> _Provided material_
---*---
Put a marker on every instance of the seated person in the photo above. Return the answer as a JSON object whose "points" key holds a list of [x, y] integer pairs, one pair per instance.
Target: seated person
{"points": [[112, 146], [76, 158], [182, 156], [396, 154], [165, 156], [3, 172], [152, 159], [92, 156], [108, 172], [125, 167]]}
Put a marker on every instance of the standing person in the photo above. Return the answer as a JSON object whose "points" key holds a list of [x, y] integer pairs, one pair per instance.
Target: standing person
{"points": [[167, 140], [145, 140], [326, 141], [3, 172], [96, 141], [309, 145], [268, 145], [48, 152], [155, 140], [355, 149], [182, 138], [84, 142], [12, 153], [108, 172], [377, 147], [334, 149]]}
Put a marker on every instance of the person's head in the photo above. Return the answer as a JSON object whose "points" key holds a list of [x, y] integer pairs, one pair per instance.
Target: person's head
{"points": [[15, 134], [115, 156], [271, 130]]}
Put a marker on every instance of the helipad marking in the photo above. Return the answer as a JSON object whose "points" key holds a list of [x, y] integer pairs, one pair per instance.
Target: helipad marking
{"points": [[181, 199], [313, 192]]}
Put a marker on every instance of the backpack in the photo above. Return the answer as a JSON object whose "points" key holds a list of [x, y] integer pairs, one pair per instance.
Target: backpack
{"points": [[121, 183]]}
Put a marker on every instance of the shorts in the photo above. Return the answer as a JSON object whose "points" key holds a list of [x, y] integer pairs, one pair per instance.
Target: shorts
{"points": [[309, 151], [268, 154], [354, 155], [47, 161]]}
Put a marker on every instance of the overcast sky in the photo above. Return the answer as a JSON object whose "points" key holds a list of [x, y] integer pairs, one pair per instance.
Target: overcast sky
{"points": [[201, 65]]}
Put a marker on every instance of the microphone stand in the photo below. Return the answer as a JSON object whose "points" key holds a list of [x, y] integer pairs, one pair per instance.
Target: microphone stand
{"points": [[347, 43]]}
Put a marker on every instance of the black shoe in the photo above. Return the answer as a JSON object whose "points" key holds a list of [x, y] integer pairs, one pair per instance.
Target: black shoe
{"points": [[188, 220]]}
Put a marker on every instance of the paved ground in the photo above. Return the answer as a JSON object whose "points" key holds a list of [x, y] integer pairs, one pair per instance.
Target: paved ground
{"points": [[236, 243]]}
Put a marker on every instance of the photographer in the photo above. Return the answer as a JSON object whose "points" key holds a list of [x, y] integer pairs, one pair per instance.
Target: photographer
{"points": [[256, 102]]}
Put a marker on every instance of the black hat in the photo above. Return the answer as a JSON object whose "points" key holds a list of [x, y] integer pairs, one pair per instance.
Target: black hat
---*---
> _The task_
Restate every line of the data word for word.

> _Answer box_
Put a marker on every instance of the seated person in the photo above. Return the answer as a JSON object whose "points" key holds a list of [x, y] integer pairs, one pair per instance.
Target: seated person
{"points": [[112, 146], [76, 158], [182, 156], [396, 154], [165, 156], [3, 172], [152, 159], [92, 156], [108, 172], [125, 167]]}
Put a marker on every instance of the standing person in the photo above. Return the answer as a JSON object whose "points" key holds a list of [x, y] integer pairs, one pair per instance.
Target: standing person
{"points": [[167, 140], [145, 140], [326, 141], [3, 172], [96, 141], [309, 145], [268, 145], [48, 152], [155, 140], [355, 149], [182, 138], [84, 142], [12, 153], [108, 172], [377, 147], [334, 149]]}
Put a marker on every instance of the person's head in the photo above. Return the answer as a JSON object whose "points" key holds a list of [x, y] integer pairs, one pair per instance.
Target: person's head
{"points": [[15, 134], [115, 156], [271, 130]]}
Put a marker on every instance of the helipad marking in the photo above. Return the answer as a JSON object whose "points" key holds a list of [x, y] integer pairs, one pair per instance.
Target: helipad marking
{"points": [[181, 199], [313, 192]]}
Put a marker on every instance of the backpack in the photo above. Return the answer as a JSON object whose "points" key holds a list of [x, y] integer pairs, one pair per instance.
Target: backpack
{"points": [[121, 183]]}
Put a marker on every instance of the shorts in the photo above. Return the answer as a JSON object whose "points" key holds a list of [x, y] integer pairs, one pair per instance.
Target: shorts
{"points": [[309, 151], [268, 154], [354, 155], [47, 161]]}
Put a marker on every instance of the overcast sky in the photo above. Return the answer as a JSON object whose "points" key holds a list of [x, y] integer pairs, one pair per instance.
Target: overcast sky
{"points": [[201, 65]]}
Put a marker on every instance of the microphone stand in the photo below. Return the answer as a JSON object whose "points" key holds a list of [x, y] integer pairs, one pair per instance.
Target: microphone stand
{"points": [[347, 43]]}
Put a marker on every instance of the black shoe in the photo above. Return the answer as a JSON object whose "points" key holds a list of [x, y] integer pairs, one pair per instance.
Target: black shoe
{"points": [[188, 220]]}
Put a marker on every instance of the paved ground in the photo above. Return the answer as a JSON object whose "points" key holds a list of [x, y] integer pairs, one pair per instance.
Target: paved ground
{"points": [[236, 243]]}
Put a marker on every instance of the photographer in the photo above. Return the answer as a JSON object whose "points" key holds a list of [x, y] integer pairs, one pair per instance.
Target: photographer
{"points": [[256, 102]]}
Put a marker on every instance of the black hat in the photo above. Return the answer as a JSON object whose "points" key holds a list of [x, y] integer pairs, one pair per instance.
Target: black hat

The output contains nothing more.